SUPPLIED DATA —

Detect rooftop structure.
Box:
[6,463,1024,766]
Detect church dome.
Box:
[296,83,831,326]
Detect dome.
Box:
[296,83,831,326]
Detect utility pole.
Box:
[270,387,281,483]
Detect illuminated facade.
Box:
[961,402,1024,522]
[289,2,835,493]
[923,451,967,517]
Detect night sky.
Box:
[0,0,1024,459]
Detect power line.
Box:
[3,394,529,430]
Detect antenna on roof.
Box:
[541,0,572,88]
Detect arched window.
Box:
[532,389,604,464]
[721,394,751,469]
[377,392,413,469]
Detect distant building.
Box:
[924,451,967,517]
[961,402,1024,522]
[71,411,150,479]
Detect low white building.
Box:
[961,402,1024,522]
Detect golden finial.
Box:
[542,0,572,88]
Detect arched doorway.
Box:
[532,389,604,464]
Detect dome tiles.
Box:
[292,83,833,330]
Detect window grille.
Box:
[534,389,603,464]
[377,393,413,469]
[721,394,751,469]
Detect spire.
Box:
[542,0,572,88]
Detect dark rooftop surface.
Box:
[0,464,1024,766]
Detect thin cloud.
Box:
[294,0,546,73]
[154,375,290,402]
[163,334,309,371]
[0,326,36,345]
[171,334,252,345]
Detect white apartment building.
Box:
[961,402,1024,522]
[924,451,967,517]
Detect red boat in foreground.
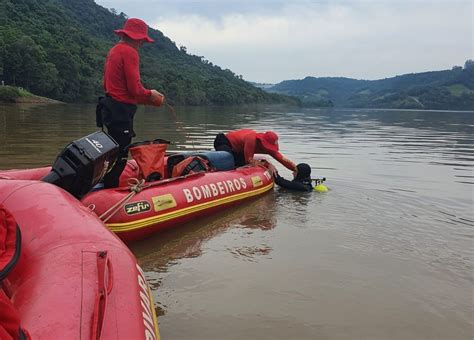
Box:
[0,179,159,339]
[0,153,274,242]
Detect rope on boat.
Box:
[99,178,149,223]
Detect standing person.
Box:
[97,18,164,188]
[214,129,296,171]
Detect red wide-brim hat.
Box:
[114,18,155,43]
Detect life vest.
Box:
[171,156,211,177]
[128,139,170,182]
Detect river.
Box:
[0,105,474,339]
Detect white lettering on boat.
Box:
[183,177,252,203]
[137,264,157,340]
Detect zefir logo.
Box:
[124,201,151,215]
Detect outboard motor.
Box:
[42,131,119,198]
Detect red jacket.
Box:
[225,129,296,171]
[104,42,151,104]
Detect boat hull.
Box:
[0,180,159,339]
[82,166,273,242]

==

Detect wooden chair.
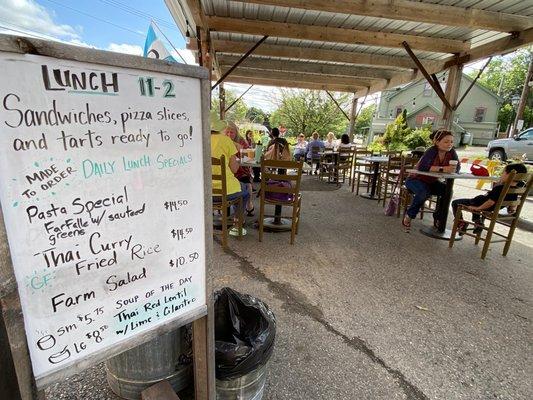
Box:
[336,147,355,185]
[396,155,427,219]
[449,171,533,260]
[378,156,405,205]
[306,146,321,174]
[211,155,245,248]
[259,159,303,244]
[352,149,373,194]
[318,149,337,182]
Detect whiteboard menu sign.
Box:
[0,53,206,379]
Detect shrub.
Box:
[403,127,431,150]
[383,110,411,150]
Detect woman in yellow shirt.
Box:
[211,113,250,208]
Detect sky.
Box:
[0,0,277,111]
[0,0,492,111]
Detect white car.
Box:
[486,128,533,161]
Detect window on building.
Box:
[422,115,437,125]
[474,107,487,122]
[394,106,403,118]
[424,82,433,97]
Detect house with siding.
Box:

TASK OBJECTIVE — Rewrite the rows from the line with "Detect white lettering on boat." to the line with "[82,166,273,242]", changing "boat" to "vessel" and leaving everything else unchanged.

THE RESULT —
Detect white lettering on vessel.
Box:
[183,177,252,203]
[137,264,157,340]
Detect zefir logo.
Box:
[124,201,151,215]
Detect outboard motor.
Box:
[42,131,119,198]
Detect red jacket.
Box:
[225,129,296,171]
[104,42,151,104]
Detect vessel hull.
Box:
[0,180,159,339]
[82,166,273,242]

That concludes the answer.